WHAT YOU NEED TO DO
Go through the data and copy each line where the string "negative" appears.

[Collected data]
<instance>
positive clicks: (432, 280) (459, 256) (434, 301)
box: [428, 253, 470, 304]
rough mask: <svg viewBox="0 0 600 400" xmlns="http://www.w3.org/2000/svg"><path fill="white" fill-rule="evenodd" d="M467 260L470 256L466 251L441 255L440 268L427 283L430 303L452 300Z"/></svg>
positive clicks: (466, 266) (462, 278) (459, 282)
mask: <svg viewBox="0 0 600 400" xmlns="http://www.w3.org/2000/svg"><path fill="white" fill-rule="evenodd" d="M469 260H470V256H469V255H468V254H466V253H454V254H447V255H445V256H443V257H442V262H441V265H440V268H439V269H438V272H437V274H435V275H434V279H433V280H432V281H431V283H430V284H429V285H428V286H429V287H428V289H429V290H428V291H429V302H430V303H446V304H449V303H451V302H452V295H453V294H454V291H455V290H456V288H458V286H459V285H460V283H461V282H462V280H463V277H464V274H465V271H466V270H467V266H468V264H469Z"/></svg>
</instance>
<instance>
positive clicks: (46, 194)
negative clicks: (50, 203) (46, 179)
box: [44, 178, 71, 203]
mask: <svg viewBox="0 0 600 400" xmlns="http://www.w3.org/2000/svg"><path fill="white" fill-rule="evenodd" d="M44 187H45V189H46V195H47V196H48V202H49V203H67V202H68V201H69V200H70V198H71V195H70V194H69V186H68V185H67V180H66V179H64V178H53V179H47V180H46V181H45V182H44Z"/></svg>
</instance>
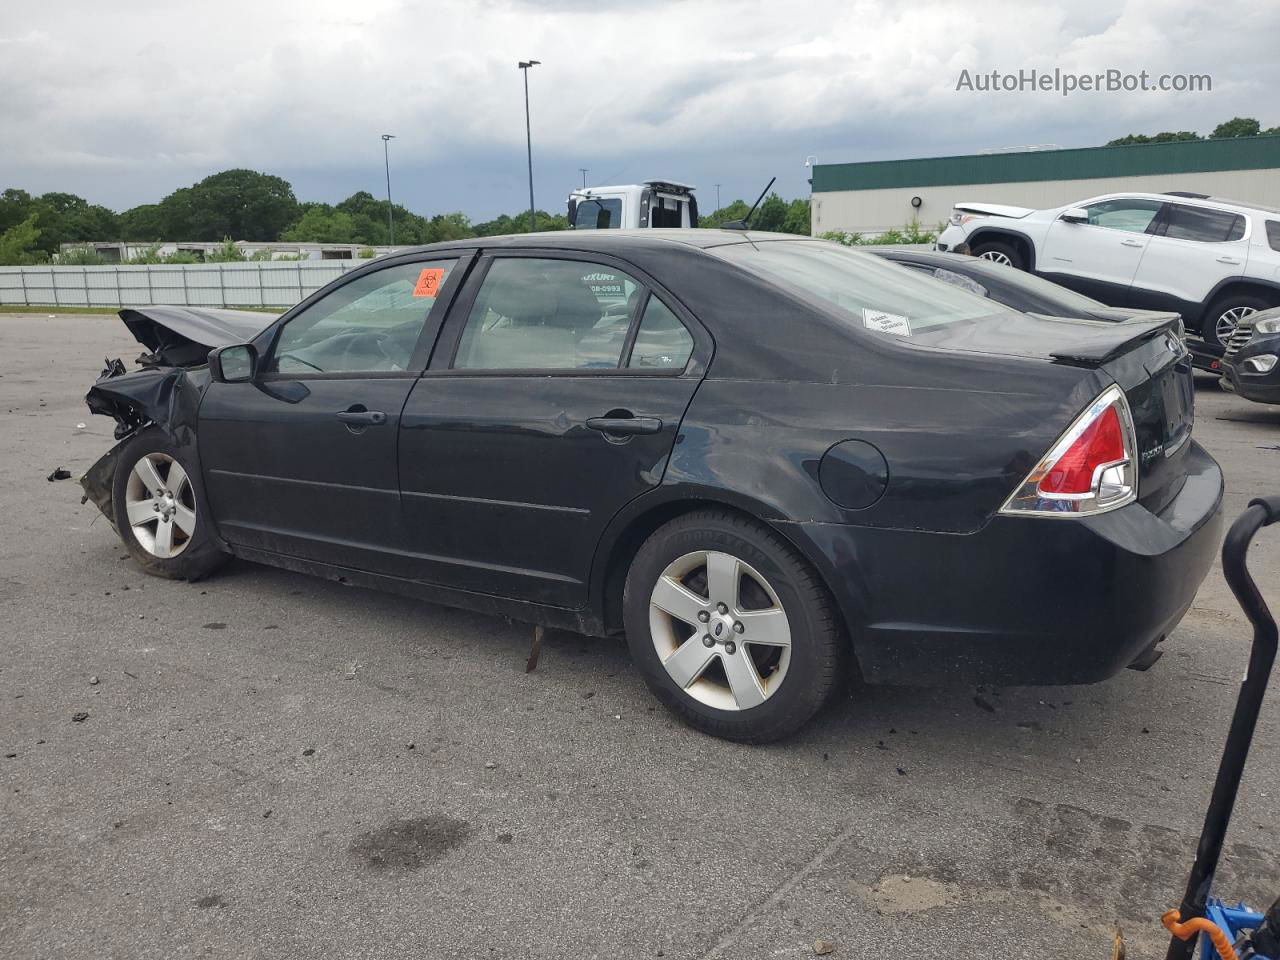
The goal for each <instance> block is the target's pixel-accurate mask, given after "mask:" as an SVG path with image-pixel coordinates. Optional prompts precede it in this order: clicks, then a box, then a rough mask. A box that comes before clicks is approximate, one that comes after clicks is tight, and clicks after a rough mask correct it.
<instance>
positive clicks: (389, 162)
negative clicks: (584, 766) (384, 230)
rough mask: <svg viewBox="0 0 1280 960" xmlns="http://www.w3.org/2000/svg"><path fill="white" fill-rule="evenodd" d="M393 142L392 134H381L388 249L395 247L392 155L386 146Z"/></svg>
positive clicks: (395, 232) (389, 133) (394, 225)
mask: <svg viewBox="0 0 1280 960" xmlns="http://www.w3.org/2000/svg"><path fill="white" fill-rule="evenodd" d="M393 140H396V134H394V133H384V134H383V163H385V164H387V236H388V238H389V243H388V246H390V247H394V246H396V221H394V220H392V154H390V147H389V146H388V145H389V143H390V141H393Z"/></svg>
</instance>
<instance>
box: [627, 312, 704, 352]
mask: <svg viewBox="0 0 1280 960" xmlns="http://www.w3.org/2000/svg"><path fill="white" fill-rule="evenodd" d="M692 352H694V338H692V335H690V333H689V330H687V329H685V325H684V324H682V323H680V317H678V316H676V315H675V314H673V312H672V311H671V308H669V307H668V306H667V305H666V303H663V302H662V301H660V300H658V298H657V297H649V302H648V303H646V305H645V308H644V316H643V317H640V326H639V329H637V330H636V340H635V344H634V346H632V347H631V360H630V361H628V362H627V366H630V367H634V369H639V370H684V369H685V365H686V364H687V362H689V357H690V356H691V355H692Z"/></svg>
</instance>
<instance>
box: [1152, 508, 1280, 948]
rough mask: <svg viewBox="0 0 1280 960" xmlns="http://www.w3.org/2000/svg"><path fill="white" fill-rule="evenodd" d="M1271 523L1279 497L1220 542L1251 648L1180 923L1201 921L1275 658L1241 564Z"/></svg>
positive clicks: (1229, 574)
mask: <svg viewBox="0 0 1280 960" xmlns="http://www.w3.org/2000/svg"><path fill="white" fill-rule="evenodd" d="M1276 521H1280V497H1260V498H1258V499H1256V500H1253V502H1252V503H1251V504H1249V508H1248V509H1247V511H1244V513H1242V515H1240V517H1239V518H1238V520H1236V521H1235V522H1234V524H1231V529H1230V530H1228V531H1226V539H1225V540H1224V541H1222V575H1224V576H1225V577H1226V582H1228V586H1230V588H1231V593H1233V594H1235V599H1236V600H1238V602H1239V604H1240V607H1242V608H1243V609H1244V614H1245V616H1247V617H1248V618H1249V622H1252V623H1253V646H1252V648H1251V650H1249V668H1248V672H1247V673H1245V675H1244V681H1243V682H1242V684H1240V695H1239V698H1238V699H1236V703H1235V713H1234V714H1233V716H1231V728H1230V730H1229V731H1228V735H1226V746H1225V748H1222V759H1221V762H1220V763H1219V767H1217V780H1215V781H1213V794H1212V796H1211V797H1210V801H1208V810H1207V812H1206V813H1204V828H1203V829H1202V831H1201V838H1199V845H1198V846H1197V849H1196V863H1194V865H1193V867H1192V873H1190V876H1189V877H1188V878H1187V892H1185V893H1183V902H1181V906H1180V908H1179V914H1180V919H1181V920H1189V919H1190V918H1193V916H1203V915H1204V901H1206V900H1208V895H1210V890H1211V888H1212V886H1213V874H1215V873H1217V861H1219V858H1220V856H1221V854H1222V842H1224V841H1225V840H1226V828H1228V826H1229V824H1230V822H1231V809H1233V808H1234V806H1235V795H1236V792H1238V791H1239V788H1240V777H1242V774H1243V773H1244V763H1245V760H1247V759H1248V758H1249V744H1251V742H1252V741H1253V728H1254V727H1256V726H1257V722H1258V713H1260V710H1261V709H1262V696H1263V694H1266V691H1267V680H1268V678H1270V676H1271V667H1272V664H1274V663H1275V658H1276V622H1275V620H1272V617H1271V612H1270V611H1268V609H1267V604H1266V602H1265V600H1263V599H1262V594H1261V593H1258V588H1257V584H1254V582H1253V577H1251V576H1249V570H1248V567H1247V564H1245V554H1247V553H1248V549H1249V541H1251V540H1252V539H1253V535H1254V534H1257V532H1258V530H1260V529H1262V527H1263V526H1267V525H1268V524H1274V522H1276ZM1197 940H1198V937H1192V938H1189V940H1185V941H1184V940H1179V938H1178V937H1172V938H1170V942H1169V952H1167V954H1165V959H1166V960H1190V956H1192V954H1193V952H1194V951H1196V941H1197Z"/></svg>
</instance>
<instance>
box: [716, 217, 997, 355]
mask: <svg viewBox="0 0 1280 960" xmlns="http://www.w3.org/2000/svg"><path fill="white" fill-rule="evenodd" d="M708 252H710V253H714V255H716V256H718V257H722V259H724V260H728V261H731V262H733V264H737V265H739V266H741V268H742V269H745V270H749V271H751V273H754V274H758V275H760V276H764V278H765V279H768V280H772V282H773V283H774V284H777V285H778V287H781V288H783V289H786V291H788V292H791V293H796V294H799V296H801V297H804V298H809V300H819V301H822V302H823V303H826V305H829V306H835V307H837V308H838V311H841V312H844V314H845V315H846V316H847V317H849V320H850V321H851V323H852V324H854V325H856V326H863V328H865V329H868V330H876V332H878V333H888V334H896V335H900V337H910V335H911V334H914V333H919V332H922V330H931V329H936V328H940V326H946V325H948V324H959V323H965V321H969V320H978V319H980V317H986V316H996V315H1000V314H1007V312H1009V311H1007V310H1006V308H1004V307H1000V306H998V305H996V303H992V302H991V301H989V300H983V298H982V297H979V296H977V294H974V293H969V292H966V291H963V289H960V288H957V287H952V285H951V284H946V283H940V282H938V280H934V279H933V278H932V276H925V275H923V274H916V273H915V271H913V270H902V269H901V268H900V266H897V265H896V264H892V262H888V261H886V260H881V259H879V257H877V256H873V255H872V253H860V252H856V251H852V250H847V248H845V247H841V246H838V244H836V243H826V242H822V241H765V242H748V243H735V244H731V246H724V247H712V248H710V250H709V251H708Z"/></svg>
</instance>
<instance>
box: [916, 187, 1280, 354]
mask: <svg viewBox="0 0 1280 960" xmlns="http://www.w3.org/2000/svg"><path fill="white" fill-rule="evenodd" d="M961 244H966V246H968V248H969V252H970V253H974V255H975V256H980V257H986V259H987V260H996V261H1000V262H1004V264H1011V265H1012V266H1016V268H1019V269H1023V270H1030V271H1032V273H1036V274H1039V275H1041V276H1044V278H1047V279H1050V280H1053V282H1056V283H1060V284H1062V285H1064V287H1070V288H1073V289H1076V291H1079V292H1082V293H1087V294H1089V296H1091V297H1096V298H1097V300H1101V301H1102V302H1105V303H1110V305H1112V306H1125V307H1144V308H1151V310H1176V311H1178V312H1179V314H1181V315H1183V321H1184V323H1185V325H1187V329H1188V330H1190V332H1199V333H1201V334H1202V335H1203V337H1204V339H1206V340H1208V342H1210V343H1212V344H1215V346H1219V347H1221V346H1222V344H1225V343H1226V340H1228V339H1229V338H1230V335H1231V330H1233V329H1235V324H1236V323H1238V321H1239V320H1240V317H1243V316H1248V315H1249V314H1252V312H1254V311H1257V310H1266V308H1267V307H1274V306H1280V211H1277V210H1268V209H1265V207H1253V206H1245V205H1244V204H1236V202H1233V201H1229V200H1216V198H1212V197H1207V196H1204V195H1201V193H1107V195H1106V196H1101V197H1092V198H1091V200H1083V201H1080V202H1079V204H1071V205H1070V206H1062V207H1056V209H1053V210H1028V209H1025V207H1018V206H1001V205H997V204H956V205H955V207H954V209H952V211H951V220H950V223H948V225H947V228H946V229H945V230H943V232H942V234H941V236H940V237H938V242H937V248H938V250H951V251H955V250H956V247H959V246H961ZM960 252H964V250H963V247H961V251H960Z"/></svg>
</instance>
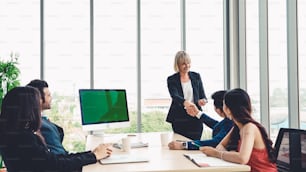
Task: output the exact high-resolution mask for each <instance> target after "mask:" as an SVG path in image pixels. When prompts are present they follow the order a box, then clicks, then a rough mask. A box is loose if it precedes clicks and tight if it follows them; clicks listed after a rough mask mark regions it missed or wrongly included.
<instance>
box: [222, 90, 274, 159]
mask: <svg viewBox="0 0 306 172" xmlns="http://www.w3.org/2000/svg"><path fill="white" fill-rule="evenodd" d="M224 103H225V105H226V106H227V107H228V108H229V109H230V110H231V112H232V116H233V118H234V119H235V120H236V121H237V122H240V123H242V124H247V123H249V122H251V123H253V124H255V125H256V126H257V127H258V129H259V130H260V133H261V136H262V138H263V140H264V143H265V146H266V148H267V151H268V157H269V160H270V162H275V161H276V157H275V150H274V148H273V146H272V144H273V143H272V141H271V139H270V138H269V137H268V134H267V131H266V129H265V128H264V127H263V126H262V125H261V124H260V123H258V122H257V121H255V120H254V119H253V118H252V116H251V113H252V106H251V100H250V97H249V95H248V93H247V92H246V91H244V90H243V89H241V88H236V89H232V90H230V91H228V92H227V93H226V94H225V95H224ZM238 140H240V135H239V128H238V126H237V125H235V126H234V129H233V132H232V134H231V137H230V141H229V144H228V147H227V149H229V150H233V149H237V145H238Z"/></svg>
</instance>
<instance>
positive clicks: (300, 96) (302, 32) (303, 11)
mask: <svg viewBox="0 0 306 172" xmlns="http://www.w3.org/2000/svg"><path fill="white" fill-rule="evenodd" d="M305 7H306V1H303V0H298V46H299V47H298V50H299V52H298V56H299V77H300V78H299V82H300V83H299V84H300V126H301V128H302V129H306V76H305V73H306V49H305V48H304V47H305V46H306V23H305V22H304V21H305V19H306V8H305Z"/></svg>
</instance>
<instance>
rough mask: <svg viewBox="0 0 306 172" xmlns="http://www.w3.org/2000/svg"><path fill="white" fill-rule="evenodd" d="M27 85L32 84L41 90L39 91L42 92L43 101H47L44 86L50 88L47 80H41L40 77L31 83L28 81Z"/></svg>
mask: <svg viewBox="0 0 306 172" xmlns="http://www.w3.org/2000/svg"><path fill="white" fill-rule="evenodd" d="M27 86H31V87H35V88H37V89H38V90H39V92H40V96H41V98H42V100H43V103H45V92H44V88H48V87H49V85H48V83H47V81H44V80H40V79H34V80H32V81H31V82H30V83H28V84H27Z"/></svg>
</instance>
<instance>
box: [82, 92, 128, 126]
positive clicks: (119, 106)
mask: <svg viewBox="0 0 306 172" xmlns="http://www.w3.org/2000/svg"><path fill="white" fill-rule="evenodd" d="M79 93H80V103H81V104H80V105H81V115H82V124H83V125H86V124H100V123H111V122H124V121H129V115H128V107H127V100H126V91H125V90H109V89H80V90H79Z"/></svg>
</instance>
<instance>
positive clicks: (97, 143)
mask: <svg viewBox="0 0 306 172" xmlns="http://www.w3.org/2000/svg"><path fill="white" fill-rule="evenodd" d="M101 143H104V132H102V131H99V132H97V131H94V132H93V131H89V133H88V135H87V136H86V150H93V149H94V148H96V147H97V146H98V145H99V144H101Z"/></svg>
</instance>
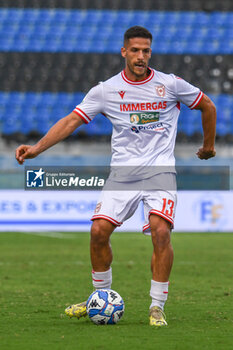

FINISHED EXERCISE
negative clicks: (50, 203) (46, 179)
negative clicks: (584, 766) (384, 230)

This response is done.